Data section: Begin
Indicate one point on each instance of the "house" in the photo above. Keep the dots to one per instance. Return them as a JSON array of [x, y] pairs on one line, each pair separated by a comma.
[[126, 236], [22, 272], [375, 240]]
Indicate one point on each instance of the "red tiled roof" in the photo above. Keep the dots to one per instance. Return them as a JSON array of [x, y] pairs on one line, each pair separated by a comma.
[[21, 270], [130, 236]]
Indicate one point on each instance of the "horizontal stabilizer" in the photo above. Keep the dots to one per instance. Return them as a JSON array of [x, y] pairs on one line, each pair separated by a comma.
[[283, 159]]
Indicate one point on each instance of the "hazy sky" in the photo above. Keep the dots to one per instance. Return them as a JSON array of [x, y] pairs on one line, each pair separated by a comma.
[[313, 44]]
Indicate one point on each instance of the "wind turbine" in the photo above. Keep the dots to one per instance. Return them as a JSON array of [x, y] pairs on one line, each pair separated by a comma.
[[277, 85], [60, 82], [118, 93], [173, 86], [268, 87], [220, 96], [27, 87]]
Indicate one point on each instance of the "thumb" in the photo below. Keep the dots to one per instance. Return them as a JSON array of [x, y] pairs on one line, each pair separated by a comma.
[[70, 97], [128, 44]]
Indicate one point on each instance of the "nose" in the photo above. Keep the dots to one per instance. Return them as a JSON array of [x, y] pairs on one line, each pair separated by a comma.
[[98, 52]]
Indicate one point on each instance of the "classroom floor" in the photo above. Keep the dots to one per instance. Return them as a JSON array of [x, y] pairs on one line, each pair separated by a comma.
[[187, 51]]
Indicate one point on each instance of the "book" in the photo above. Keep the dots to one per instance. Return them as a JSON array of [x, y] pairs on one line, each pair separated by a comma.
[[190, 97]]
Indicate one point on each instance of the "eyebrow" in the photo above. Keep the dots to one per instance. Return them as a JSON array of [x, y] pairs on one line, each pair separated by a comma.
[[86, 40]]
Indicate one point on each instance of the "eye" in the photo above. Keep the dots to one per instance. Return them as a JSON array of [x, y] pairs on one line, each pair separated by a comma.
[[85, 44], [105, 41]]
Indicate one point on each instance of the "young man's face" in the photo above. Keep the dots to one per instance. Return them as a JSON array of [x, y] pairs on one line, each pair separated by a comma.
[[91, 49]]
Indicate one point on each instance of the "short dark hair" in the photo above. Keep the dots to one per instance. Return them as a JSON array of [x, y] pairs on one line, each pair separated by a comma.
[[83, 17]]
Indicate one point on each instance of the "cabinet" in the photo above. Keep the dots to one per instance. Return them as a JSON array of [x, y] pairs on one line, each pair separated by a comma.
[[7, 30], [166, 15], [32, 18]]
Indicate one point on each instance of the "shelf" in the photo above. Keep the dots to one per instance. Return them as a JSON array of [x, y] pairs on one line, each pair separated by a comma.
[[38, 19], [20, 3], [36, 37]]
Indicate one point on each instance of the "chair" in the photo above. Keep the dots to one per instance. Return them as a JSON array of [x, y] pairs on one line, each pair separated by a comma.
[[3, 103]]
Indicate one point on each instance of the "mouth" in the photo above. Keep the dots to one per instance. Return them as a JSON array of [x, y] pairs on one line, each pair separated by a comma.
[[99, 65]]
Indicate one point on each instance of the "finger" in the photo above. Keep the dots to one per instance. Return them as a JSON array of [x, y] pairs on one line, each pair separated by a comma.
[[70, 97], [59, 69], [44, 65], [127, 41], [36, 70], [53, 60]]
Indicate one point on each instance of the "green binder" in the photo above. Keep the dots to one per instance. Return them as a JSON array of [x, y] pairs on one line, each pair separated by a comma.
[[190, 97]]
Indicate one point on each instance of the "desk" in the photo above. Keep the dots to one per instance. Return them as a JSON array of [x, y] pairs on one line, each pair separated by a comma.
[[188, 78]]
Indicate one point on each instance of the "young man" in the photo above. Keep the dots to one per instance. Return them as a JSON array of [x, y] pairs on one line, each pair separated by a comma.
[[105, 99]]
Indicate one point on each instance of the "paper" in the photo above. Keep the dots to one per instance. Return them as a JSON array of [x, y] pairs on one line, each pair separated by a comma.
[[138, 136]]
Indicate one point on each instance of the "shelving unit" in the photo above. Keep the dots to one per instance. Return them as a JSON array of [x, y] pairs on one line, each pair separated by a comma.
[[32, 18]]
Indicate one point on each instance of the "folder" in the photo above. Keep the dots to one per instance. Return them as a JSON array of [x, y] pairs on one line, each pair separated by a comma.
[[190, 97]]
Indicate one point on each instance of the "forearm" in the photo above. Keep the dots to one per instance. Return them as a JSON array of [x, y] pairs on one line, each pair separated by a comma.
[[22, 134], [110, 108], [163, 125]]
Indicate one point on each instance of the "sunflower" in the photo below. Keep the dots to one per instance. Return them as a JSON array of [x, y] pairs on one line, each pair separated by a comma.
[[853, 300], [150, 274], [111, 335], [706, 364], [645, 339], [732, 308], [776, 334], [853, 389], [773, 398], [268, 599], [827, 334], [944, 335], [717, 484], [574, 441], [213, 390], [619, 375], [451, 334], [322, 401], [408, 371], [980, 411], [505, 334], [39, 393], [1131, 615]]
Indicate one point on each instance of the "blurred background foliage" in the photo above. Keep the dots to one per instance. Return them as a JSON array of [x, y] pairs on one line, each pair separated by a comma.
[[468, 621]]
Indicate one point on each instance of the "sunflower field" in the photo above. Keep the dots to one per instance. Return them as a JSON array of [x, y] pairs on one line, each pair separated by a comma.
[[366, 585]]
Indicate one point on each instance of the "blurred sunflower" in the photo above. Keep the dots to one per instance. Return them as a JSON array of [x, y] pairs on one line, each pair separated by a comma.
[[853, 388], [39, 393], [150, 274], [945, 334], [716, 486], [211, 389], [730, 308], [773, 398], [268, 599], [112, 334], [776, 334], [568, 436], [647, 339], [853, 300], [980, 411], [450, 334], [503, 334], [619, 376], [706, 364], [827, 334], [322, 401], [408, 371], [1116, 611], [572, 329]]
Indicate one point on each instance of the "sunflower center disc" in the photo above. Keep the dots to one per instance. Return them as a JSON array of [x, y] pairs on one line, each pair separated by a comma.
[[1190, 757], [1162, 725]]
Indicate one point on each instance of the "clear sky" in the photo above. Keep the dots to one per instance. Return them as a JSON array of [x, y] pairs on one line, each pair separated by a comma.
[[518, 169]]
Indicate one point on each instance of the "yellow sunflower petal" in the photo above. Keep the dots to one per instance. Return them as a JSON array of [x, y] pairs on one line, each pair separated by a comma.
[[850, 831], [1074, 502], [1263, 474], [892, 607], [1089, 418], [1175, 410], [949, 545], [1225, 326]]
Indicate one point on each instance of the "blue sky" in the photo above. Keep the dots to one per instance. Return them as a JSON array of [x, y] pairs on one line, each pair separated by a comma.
Data section: End
**Problem details**
Copy the data above. Keep each line exact.

**Exercise response**
Indicate one point on each instance of the "house" in the photo above. Keep the dots to one per instance. Return them as a JSON array of [x, y] pairs on one line, each pair separated by a comma.
[[126, 236], [22, 272], [375, 240]]
Indicate one point on each instance of the "red tiled roof" in the photo above. Keep the dots to one per instance. Return them as a JSON array of [x, y] pairs on one line, each pair separated by a comma.
[[21, 270], [130, 236]]
Indicate one point on each instance of the "horizontal stabilizer" in the photo above. Keep the dots to one per instance. Return them as a JSON array of [x, y] pairs on one line, each pair separated by a comma.
[[283, 159]]
Indicate one point on each instance of the "hazy sky" in the photo above. Keep the dots to one per instance. Return them as a JSON array of [x, y] pairs on one line, each pair separated by a comma.
[[313, 44]]
Indicate one point on each instance of the "wind turbine" in the photo above. Keep the dots to one per instance. Return them as a JSON array of [x, y] pairs on one line, each pair separated by a comma.
[[277, 85], [60, 82], [118, 93], [173, 86], [268, 87], [220, 96], [27, 87]]
Indicate one point on each instance of the "thumb" in the photo below. Keep the dots to one per instance. Return them as a JSON array of [x, y] pairs on one line, each pair separated by a comma.
[[70, 97], [128, 44]]
Indicate one point on each instance of the "nose" in the photo above. Keep the dots to one per instance. Return them as a JSON array of [x, y] pairs on one line, each pair separated by a comma.
[[98, 52]]
Indicate one point on each instance of the "classroom floor" in the photo above. Keep the dots to one per instance. Return them as a JSON array of [x, y] pairs on one line, each pair separated by a comma.
[[187, 51]]
Indicate one point on each instance of the "book" in the photo above. Keep the dots to one per instance. Return them as a JSON array of [x, y] pairs on one line, each pair separated by a comma.
[[190, 97]]
Indicate one point on each instance of the "eyebrow" in the photo above. Keep the dots to one per instance. Return them as a JSON array of [x, y] pairs on one line, each pair separated by a comma.
[[86, 40]]
Indicate one point on each instance of the "eye" in the photo above. Keep the dots to one per instance. Return them as a JSON array of [x, y] pairs on one line, each pair separated by a comma.
[[85, 44], [105, 41]]
Indicate one point on each instance of the "young man's face" in the photo above. Keep the dots to one per instance. Return them as a JSON array of [x, y] pairs on one line, each pair separated by a comma.
[[91, 49]]
Indicate one point on each instance of the "short dark hair" in the photo above. Keep the dots to one per instance. Return them as a JSON array of [x, y] pairs on one line, each pair separated by a comma.
[[83, 17]]
Indicate one point on each instance of the "cabinet" in the photo above. Keep the dots to one per instance. Return them as a JSON array of [x, y] pairs on one line, each pair separated by a comma.
[[7, 30], [166, 15], [32, 18]]
Indicate one point on each instance of the "shelf" in the photo above. Keep the dots to one per instance. Return them as a JSON array of [x, y] pairs on one line, each pair separated by a comma.
[[38, 19], [20, 3], [36, 37]]
Indicate one point on each instance of the "chair" in the photo above. Keep the dots to one per instance. Return them as a JSON array of [x, y] pairs on one line, each pair separated by a comma.
[[3, 103]]
Indicate one point on each instance of the "mouth" in the photo above. Keep the dots to one per instance. Return them as a JSON array of [x, y] pairs on one line, each pair separated by a comma.
[[99, 65]]
Indicate one point on each instance of the "finger" in the photo above. Keep the dots to one per instance. Return them as a JSON array of [x, y] pairs on one line, each pair separated by a comma.
[[70, 97], [59, 69], [44, 65], [127, 41], [36, 70], [53, 60]]
Indicate one point on each instance of the "green binder" in the photo above. Keep the dots to one per instance. Return them as a JSON array of [x, y] pairs on one line, each pair separated by a comma.
[[190, 97]]
Indicate one point on each instance of the "desk" in the photo above. Keep the dots to one per instance. Return them as a JSON array of [x, y] pairs on one line, each pair separated by a comma.
[[188, 78]]
Indicate one point on each instance of the "young man" in the photo above. Keep the dots to one per instance. Return them as a JSON array of [x, y] pairs on one line, each pair separated by a comma.
[[105, 99]]
Indicate one point on each instance of the "paper" in the photo above. Keep the dots to one per instance. Return them as a JSON array of [x, y] pairs on one line, each pair separated by a comma.
[[138, 136]]
Indicate one point on each instance of the "shelving unit" in the photo above. Keep the dots to one per instance. Return them as a JSON array of [x, y] pairs on one line, each pair separated by a comma.
[[32, 18]]
Indicate one point on each instance of the "folder" in the photo above. Keep the dots to one per instance. Return them as a JSON array of [x, y] pairs on one line, each pair separated by a comma.
[[190, 97]]
Indicate one point on each instance of the "forearm" in the photo above. Keep the dots to one per instance. Return them as a JSON array of [x, y] pairs on one line, each pair separated by a comma.
[[22, 134], [110, 108], [163, 125]]
Indicate one point on each instance of the "sunflower" in the photo below. Keep the dots to one per instance. Return them as a JSON array of [x, y] pairs on one line, each pair separated by a comma.
[[853, 300], [150, 274], [111, 335], [706, 364], [645, 339], [732, 308], [776, 334], [853, 389], [773, 398], [268, 599], [827, 334], [944, 335], [717, 484], [574, 441], [213, 390], [619, 375], [451, 334], [322, 401], [408, 371], [980, 411], [505, 334], [39, 393], [1131, 615]]
Indicate one point on each instance of the "blurred background foliage" in the photo above. Keep the dots to one per instance. Return them as a JSON array of [x, y] pairs on one line, each pair separated by a comma.
[[468, 621]]
Indicate one point on each instance of the "sunflower field" in the photo above. Keep the dots to one per instance. Return them as a JSON array of [x, y] pairs on one line, each pair separated by a comma.
[[366, 585]]
Indicate one point on each instance of the "blurred sunflower" in the photo above. Keep the dots to one per instance. Return them as a JSON array of [x, y] pairs on one line, each pair separated by a comma.
[[853, 388], [39, 393], [150, 274], [945, 334], [716, 486], [211, 389], [730, 308], [773, 398], [268, 599], [112, 334], [776, 334], [568, 436], [647, 339], [853, 300], [980, 411], [450, 334], [503, 334], [619, 376], [706, 364], [827, 334], [322, 401], [408, 371], [1116, 611], [572, 329]]
Indicate one point on each instance of the "sunflower center disc" in the photo above. Keep the dots to one per instance. Return them as a JSON array of [x, y] pairs on one line, each pair separated by a comma.
[[1190, 757], [1162, 725]]
Indicate one point on each instance of the "clear sky" in the photo above. Keep the dots to one per instance. Return them as a JSON array of [x, y] pairs on one line, each pair separated by a comma.
[[518, 169]]
Indicate one point on each instance of the "yellow sunflower petal" in the photo above. Keep the dots to one per instance. Return them as a JSON array of [x, y] pairs on one line, each pair separated by a comma.
[[850, 831], [1074, 502], [1263, 474], [892, 607], [1089, 418], [1175, 410], [949, 545], [1225, 326]]
Indicate one point on each instance of the "blue sky" in the photo above. Keep the dots to one per instance. Return them as a JSON array of [x, y] pairs on one line, each pair separated by a comma.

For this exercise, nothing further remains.